--- Document extract Enclosed Below ---

This opportunity will be presented on Thursday 6th June, 2013, when a highly respected professor at the University of the West Indies, Dr. Sharon-ann Gopaul-McNicol, presents a special lecture at the Open Campus of the University of the West Indies, The Gardens, Basseterre. Dr. Gopaul is scheduled to focus her thoughts on the topic “Caribbean Politics The Ground Bottom-up Model”.
The lecture is due to commence at 7:00pm and all citizens and residents are invited to attend and participate in what is anticipated to be a very enlightening exchange.
Dr. Gopaul-McNicol’s lecture comes at a time when St. Kitts and Nevis has been widely debating its political future.
Politics in St. Kitts and Nevis and the rest of the Caribbean can be described as a science that is still in its early stages. It was not until the 1940s and 1950s that black West Indians were really given the opportunity, though limited in scope, to participate in the political affairs of their respective islands, which at the time were still colonies of European powers like England.
To some extent therefore, the political culture of the region is still an emerging one, but one that many have begun to accept as unique, in terms of the style of governance and the level of true democracy that is allowed in these states that are washed by the Caribbean Sea. Both Jamaica and Trinidad & Tobago, the two nations that first gained political independence from Britain in 1962, only just celebrated their 50th Anniversary of Independence. St. Kitts and Nevis will reach its 30th Anniversary milestone in September this year. This therefore tells the story of just how “immature” our states are, when it comes to nationhood.
Here in St. Kitts and Nevis, there has been much debate lately on the practice of democracy and the style of governance that is being exercised by the ruling elites of the two-island nation of only 50,000 people.
The system of government that pertains in St Kitts and Nevis is fashioned off the so called Westminster Model that is known in England, which is the European nation that once governed (ruled) many of the Caribbean islands, starting with St. Kitts in 1624.

--- End of Enclosed Document extract ---
--- Recorded information Enclosed Below ---

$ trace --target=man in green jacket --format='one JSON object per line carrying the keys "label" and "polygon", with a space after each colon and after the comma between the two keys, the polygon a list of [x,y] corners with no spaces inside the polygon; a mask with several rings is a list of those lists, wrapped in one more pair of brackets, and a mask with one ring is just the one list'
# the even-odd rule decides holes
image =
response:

--- End of Enclosed Recorded information ---
--- Recorded information Enclosed Below ---

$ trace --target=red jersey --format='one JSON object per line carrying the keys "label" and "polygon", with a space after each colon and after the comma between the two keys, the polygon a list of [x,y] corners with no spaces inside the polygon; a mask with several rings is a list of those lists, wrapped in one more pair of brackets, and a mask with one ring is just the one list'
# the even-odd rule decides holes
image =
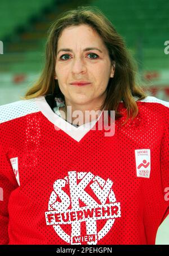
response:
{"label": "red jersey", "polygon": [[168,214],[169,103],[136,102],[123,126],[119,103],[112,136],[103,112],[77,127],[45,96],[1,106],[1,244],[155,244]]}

--- End of Enclosed Recorded information ---

Reproduce the stretch of the Caribbean politics article from "The system of" through "Kitts in 1624.", word for word.

The system of government that pertains in St Kitts and Nevis is fashioned off the so called Westminster Model that is known in England, which is the European nation that once governed (ruled) many of the Caribbean islands, starting with St. Kitts in 1624.